** Start of Items **

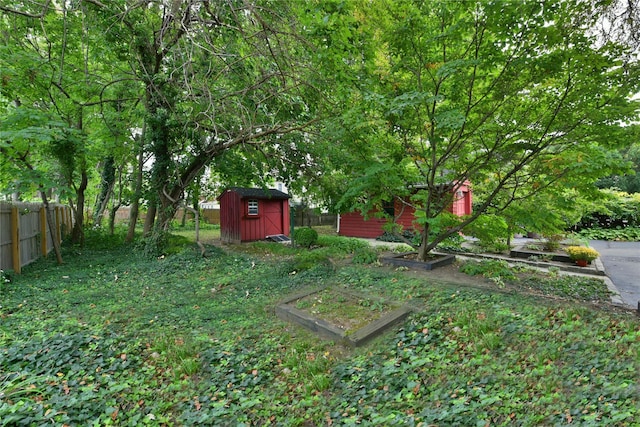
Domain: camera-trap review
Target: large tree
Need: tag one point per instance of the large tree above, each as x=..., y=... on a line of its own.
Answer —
x=211, y=78
x=516, y=97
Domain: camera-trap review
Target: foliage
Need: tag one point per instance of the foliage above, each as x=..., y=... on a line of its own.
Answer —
x=5, y=277
x=551, y=242
x=617, y=210
x=114, y=339
x=628, y=183
x=630, y=234
x=582, y=253
x=453, y=243
x=365, y=256
x=497, y=270
x=305, y=236
x=455, y=94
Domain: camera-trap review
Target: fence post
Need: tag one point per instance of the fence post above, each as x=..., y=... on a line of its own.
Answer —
x=57, y=212
x=43, y=231
x=15, y=239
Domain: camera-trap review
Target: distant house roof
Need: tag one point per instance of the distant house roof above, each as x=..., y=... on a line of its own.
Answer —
x=257, y=193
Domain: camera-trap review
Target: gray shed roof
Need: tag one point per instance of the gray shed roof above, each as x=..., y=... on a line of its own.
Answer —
x=259, y=193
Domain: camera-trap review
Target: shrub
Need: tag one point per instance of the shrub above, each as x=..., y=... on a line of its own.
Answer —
x=582, y=253
x=305, y=237
x=365, y=256
x=488, y=229
x=552, y=242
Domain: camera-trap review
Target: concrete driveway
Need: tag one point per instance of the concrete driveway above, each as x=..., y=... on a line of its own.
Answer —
x=621, y=262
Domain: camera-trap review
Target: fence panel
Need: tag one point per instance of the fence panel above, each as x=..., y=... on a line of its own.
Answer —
x=6, y=242
x=22, y=226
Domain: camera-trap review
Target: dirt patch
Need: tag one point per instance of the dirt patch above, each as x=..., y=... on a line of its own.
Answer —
x=344, y=309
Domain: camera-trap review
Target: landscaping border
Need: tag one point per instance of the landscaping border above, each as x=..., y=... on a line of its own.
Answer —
x=287, y=312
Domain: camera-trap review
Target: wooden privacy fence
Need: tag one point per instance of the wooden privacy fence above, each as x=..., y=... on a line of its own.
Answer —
x=22, y=227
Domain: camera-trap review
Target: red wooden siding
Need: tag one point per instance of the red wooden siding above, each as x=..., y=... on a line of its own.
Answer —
x=230, y=217
x=353, y=224
x=236, y=225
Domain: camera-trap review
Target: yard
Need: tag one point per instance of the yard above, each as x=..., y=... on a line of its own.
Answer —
x=111, y=338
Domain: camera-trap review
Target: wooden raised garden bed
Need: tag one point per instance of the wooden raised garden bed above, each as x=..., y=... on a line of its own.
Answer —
x=410, y=260
x=340, y=315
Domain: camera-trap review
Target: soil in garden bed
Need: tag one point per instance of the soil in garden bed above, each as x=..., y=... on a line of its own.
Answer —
x=344, y=309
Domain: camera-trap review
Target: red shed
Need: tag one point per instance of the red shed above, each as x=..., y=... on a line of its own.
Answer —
x=353, y=224
x=248, y=214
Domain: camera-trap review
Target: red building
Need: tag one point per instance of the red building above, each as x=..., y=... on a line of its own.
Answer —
x=353, y=224
x=248, y=214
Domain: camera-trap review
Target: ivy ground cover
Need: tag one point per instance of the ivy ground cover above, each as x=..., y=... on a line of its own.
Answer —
x=112, y=339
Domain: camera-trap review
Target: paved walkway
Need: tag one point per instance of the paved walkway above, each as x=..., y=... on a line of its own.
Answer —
x=621, y=262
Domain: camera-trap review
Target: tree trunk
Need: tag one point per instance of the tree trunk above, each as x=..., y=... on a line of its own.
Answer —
x=137, y=193
x=77, y=235
x=52, y=227
x=106, y=189
x=149, y=220
x=112, y=217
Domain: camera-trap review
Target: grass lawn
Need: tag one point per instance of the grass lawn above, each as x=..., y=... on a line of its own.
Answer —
x=111, y=338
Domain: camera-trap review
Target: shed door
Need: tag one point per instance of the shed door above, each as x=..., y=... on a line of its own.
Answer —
x=273, y=217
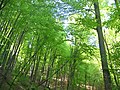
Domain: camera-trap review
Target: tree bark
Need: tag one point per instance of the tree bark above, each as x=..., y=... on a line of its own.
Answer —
x=106, y=73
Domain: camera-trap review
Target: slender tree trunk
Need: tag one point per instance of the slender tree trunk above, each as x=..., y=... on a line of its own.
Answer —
x=106, y=73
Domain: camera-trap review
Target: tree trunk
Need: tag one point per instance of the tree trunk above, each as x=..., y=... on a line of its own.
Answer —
x=106, y=73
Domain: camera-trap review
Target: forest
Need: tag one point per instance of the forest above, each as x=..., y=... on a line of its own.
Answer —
x=59, y=44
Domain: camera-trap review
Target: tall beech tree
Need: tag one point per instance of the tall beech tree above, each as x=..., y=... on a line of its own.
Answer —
x=106, y=73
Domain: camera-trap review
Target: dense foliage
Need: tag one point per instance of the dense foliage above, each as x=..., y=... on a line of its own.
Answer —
x=54, y=45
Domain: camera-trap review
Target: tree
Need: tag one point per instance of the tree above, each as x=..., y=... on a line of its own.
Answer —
x=106, y=73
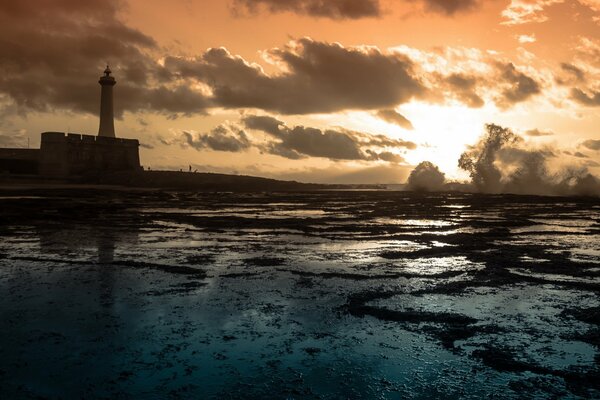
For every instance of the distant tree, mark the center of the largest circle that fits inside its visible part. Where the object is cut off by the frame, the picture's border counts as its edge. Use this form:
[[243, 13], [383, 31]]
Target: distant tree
[[478, 160]]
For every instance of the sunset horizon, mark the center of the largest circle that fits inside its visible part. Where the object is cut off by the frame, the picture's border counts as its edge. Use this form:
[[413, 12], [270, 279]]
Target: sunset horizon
[[350, 91]]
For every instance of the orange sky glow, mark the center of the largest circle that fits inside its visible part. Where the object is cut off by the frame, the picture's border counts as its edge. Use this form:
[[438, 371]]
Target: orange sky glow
[[341, 91]]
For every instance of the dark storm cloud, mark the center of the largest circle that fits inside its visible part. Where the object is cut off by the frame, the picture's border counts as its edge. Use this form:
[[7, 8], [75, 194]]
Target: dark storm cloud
[[393, 117], [264, 123], [221, 138], [450, 7], [520, 86], [319, 78], [502, 162], [336, 144], [335, 9], [52, 53], [347, 9], [591, 98], [591, 144], [14, 139], [426, 177]]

** End of Items **

Task description: Using the material above, reproduce exactly the line that contains "For every instance of the distant" and all lines after it through the last one, and only those.

Final result:
For every instance of the distant tree, mark the center of the largest circle that fits inside its visible part. Where the object is cut off by the frame, the picture's border counts as its edge. Use this form:
[[243, 13], [383, 31]]
Target: distant tree
[[478, 160]]
For every instance of the sunset horizon, mark the center of the largest circle that fits inside its visible part. Where the object is cut off by the frame, the picture's border counts as its edge. Use this form:
[[413, 12], [270, 279]]
Target: sunset horizon
[[350, 91]]
For every instance of the orange sky glow, mark the center of the largest circle that fits inside its visible part. Where the object is cut off by the frame, the picture's border counts as its edge. Use this form:
[[438, 371]]
Target: orange sky glow
[[341, 91]]
For every instance of the dark storm cloud, mark the center of the largest circle that fits inside its visible part. Where the object is cut off by the frame, the picture's border counts as its edge. Use this form:
[[7, 8], [75, 194]]
Target: dark storm cloud
[[393, 117], [264, 123], [221, 138], [450, 7], [520, 86], [319, 78], [502, 162], [336, 144], [335, 9], [52, 53], [347, 9], [591, 98], [591, 144], [14, 139], [426, 177]]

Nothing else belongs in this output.